:: Trecho selecionado ::
_____
Apesar de não ser superlotada, a penitenciária, segundo Almeida, tem poucos agentes penitenciários e problemas estruturais.
— Em uma das muitas visitas que fizemos, uma cela estava completamente alagada. O governo de Minas, quando criou essa política de presídios para a população LGBT, fez a promessa de que reservaria em cada uma das 19 regiões integradas de segurança pública. Mas isso nunca foi implementado. Todos os presos que se autodeclaravam LGBTs passaram a ser trazidos para a Região Metropolitana de Belo Horizonte. Pessoas com laços familiares no Norte, Leste, Oeste, ficavam fragilizadas e distanciadas.
A implementação das alas dedicadas a presos LGBTs é prevista em uma resolução do ano passado publicada pelo Conselho Nacional de Justiça e segue uma tendência mundial. É permitido que eles escolham se querem ir para um presídio com alas exclusivas ou para uma penitenciária comum, mas este direito é pouco usado, por desconhecimento.
— Estudos da ONU evidenciam que pessoas LGBT, no convívio geral com outros presos, são alvo de violência física, psicológica ou estupradas — explica o defensor. —Há a crítica em relação à ideia de que este modelo cria uma marginalização maior. Mas o Estado não tem vias de garantir que uma pessoa LGBT, no convívio geral de um presídio, esteja segura. O histórico mostra que há opressão, sobretudo contra travestis.
DEPEN contesta defensor
O Departamento Penitenciário de Minas Gerais informou que investiu R$ 1,2 milhão em melhoras na infraestrutura da unidade e que há equipe médica completa na penitenciária, além de assistentes sociais e pedagogos, contrariando a acusação do defensor público. “A unidade já conta com uma equipe multidisciplinar, que foi reforçada com novas contratações em maio. Ela é composta de psicólogos, médicos psiquiatras e clínicos, terapeuta ocupacional, analistas jurídicos, assistentes sociais e pedagogos, por exemplo, para o acompanhamento de detentos nas diversas áreas”, disse o Depen-MG.
_____
:: Material fornecido ::
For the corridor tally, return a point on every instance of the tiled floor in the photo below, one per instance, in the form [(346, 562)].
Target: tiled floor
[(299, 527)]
_____
:: Instruções do exercício ::
Por favor, reescreva o trecho selecionado começando nas palavras "DEPEN contesta defensor" e parando depois de "disse o Depen-MG.", e troque "maio" por "junho". As linhas não são usadas nesta atividade.

:: Resposta ::
DEPEN contesta defensor
O Departamento Penitenciário de Minas Gerais informou que investiu R$ 1,2 milhão em melhoras na infraestrutura da unidade e que há equipe médica completa na penitenciária, além de assistentes sociais e pedagogos, contrariando a acusação do defensor público. “A unidade já conta com uma equipe multidisciplinar, que foi reforçada com novas contratações em junho. Ela é composta de psicólogos, médicos psiquiatras e clínicos, terapeuta ocupacional, analistas jurídicos, assistentes sociais e pedagogos, por exemplo, para o acompanhamento de detentos nas diversas áreas”, disse o Depen-MG.